** Start of Page text **
Ozzie Guillen’s Saber Bullpen

The saber prescription for the bullpen seems clear: identify your best relievers based on their component skills and use them in the right matchups according to their handedness and arsenal. Ignore the inning and instead use your best pitcher in the highest leverage moment. Basically, have a relief ace who pitches in the most important moment in the game — and then find role players to fill in the blanks.

There’s some agreement that this would be an improvement over the current set-up man/closer plan. There might never have been a ‘pen that was truly run this way.

Well, until now. Check out Chicago’s South Side.

Is Ozzie Guillen running a saber pen right now?

First, let’s identify the best pitchers in his ‘pen: Sergio Santos and Chris Sale. Santos has a 12.14 K/9, and has improved his control all the way under four walks per nine for the first time. He gives up fly balls, but he’s an excellent reliever. Chris Sale averages more than a strikeout per inning, has a better-than-average walk rate and gets more than half of his contact on the ground. He’s the only reliever on the team who can say that, although Matt Thornton is close. But with Santos and Sale, you have your two best pitchers — and one is left-handed and one is right-handed.

Ozzie Guillen uses Santos in moments that are worth, on average, 1.81 times the average game moment (best on the team), so there’s a notch in Guillen’s managerial belt. Sale is fourth in the team in this stat (1.48 pLI), but over the last 30 days, his leverage index has jumped to tops on the team (1.84 pLI). Maybe the saber-pen has been a recent revelation for the White Sox manager, but he has used Santos and Sale in the most- and third-most- important moments of the game over the past month, and that’s part of the puzzle.

When it comes to leveraging the handedness of his two best pitchers, Guillen has been a surprising star. Let’s look at the past five outings for each of his studs.

Chris Sale Batters Handedness K/BB Result
Aug 13 3 2L/1R 1/0 SV
Aug 9 4 1L/1R/2S 2/0 HLD
Aug 6 5 4L/1R 0/0 HLD
Aug 5 4 2L/2R 1/0 SV
Aug 1 7 3L/3R/1S 2/1

 

Sergio Santos Batters Handedness K/BB Result
Aug 11 3 0L/2R/1S 2/0 SV
Aug 9 1 0L/1R 1/0 SV
Aug 8 3 1L/2R 3/0 SV
Aug 6 3 1L/1R/1S 1/0  
Aug 3 3 1L/1R/1S 1/0  

Aug. 6 and Aug. 9 should be of particular interest. On Aug. 6, Guillen used Sale with a surgical precision. In a 2-1 game, he inserted the lefty to pitch to a stretch of five batters that included four lefties (Denard Span, Joe Mauer, Jason Kubel and Jim Thome). His southpaw dominated the crew — his lineup added four runs — and Santos finished the ninth against a mixed bag of handedness. Aug. 9 was a little more radical. Guillen went with Sale to turn around a few switch hitters and finish off a lefty… and then he brought Santos in for a one-out save against a right-hander. Seeing lefties Alex Gordon and Mike Moustakas up in the bottom of the ninth on Aug. 13 meant that Sale got the save, which is not your typical bullpen usage.
** End of Page text **
** Start of Material provided **
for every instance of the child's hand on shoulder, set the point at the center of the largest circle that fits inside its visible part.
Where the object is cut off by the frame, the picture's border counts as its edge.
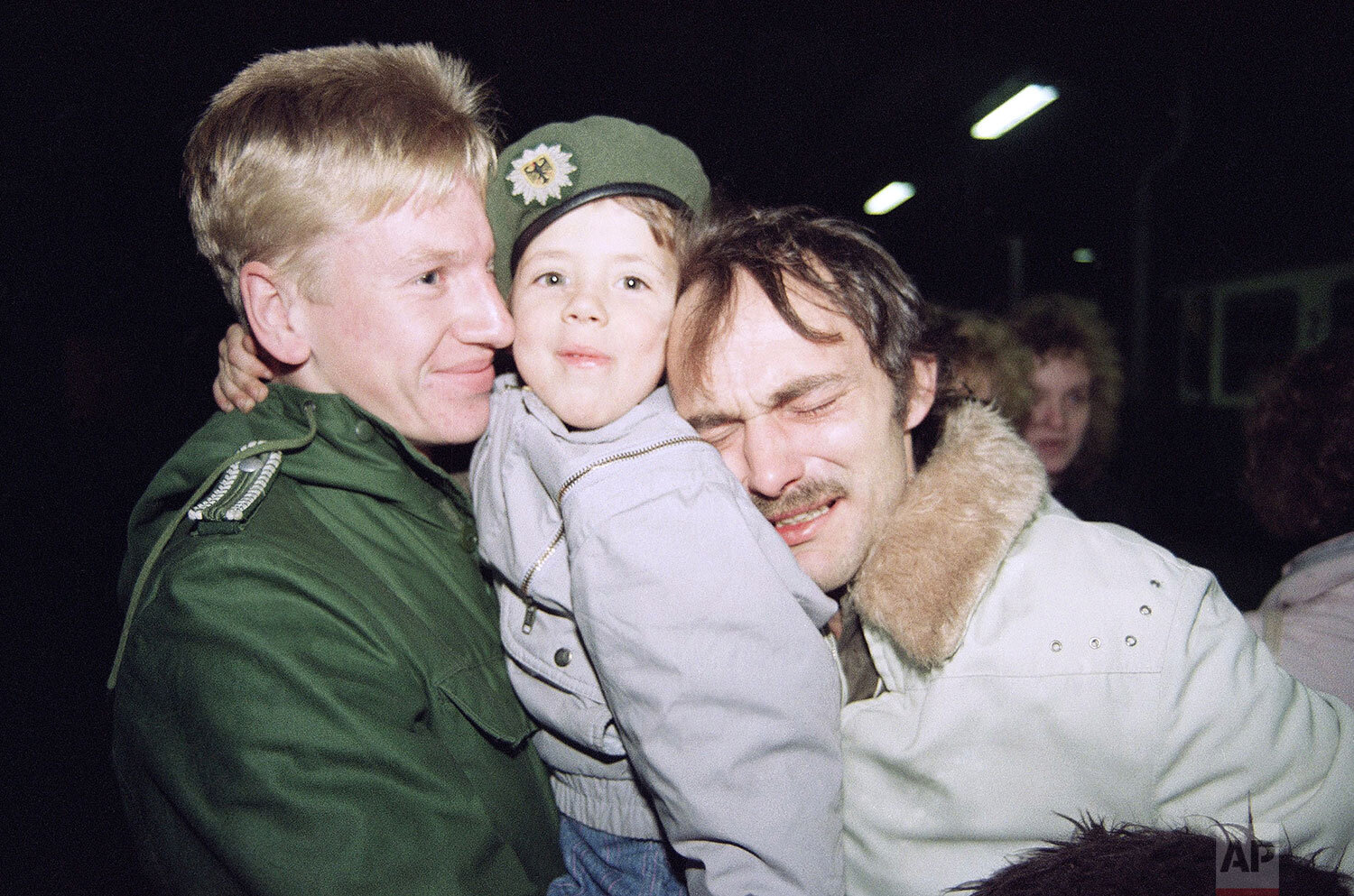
** End of Material provided **
#### Given instruction:
Reproduce the passage of the article on Ozzie Guillen's bullpen from "Ozzie Guillen’s Saber" to "Chicago’s South Side.".

#### Full answer:
Ozzie Guillen’s Saber Bullpen

The saber prescription for the bullpen seems clear: identify your best relievers based on their component skills and use them in the right matchups according to their handedness and arsenal. Ignore the inning and instead use your best pitcher in the highest leverage moment. Basically, have a relief ace who pitches in the most important moment in the game — and then find role players to fill in the blanks.

There’s some agreement that this would be an improvement over the current set-up man/closer plan. There might never have been a ‘pen that was truly run this way.

Well, until now. Check out Chicago’s South Side.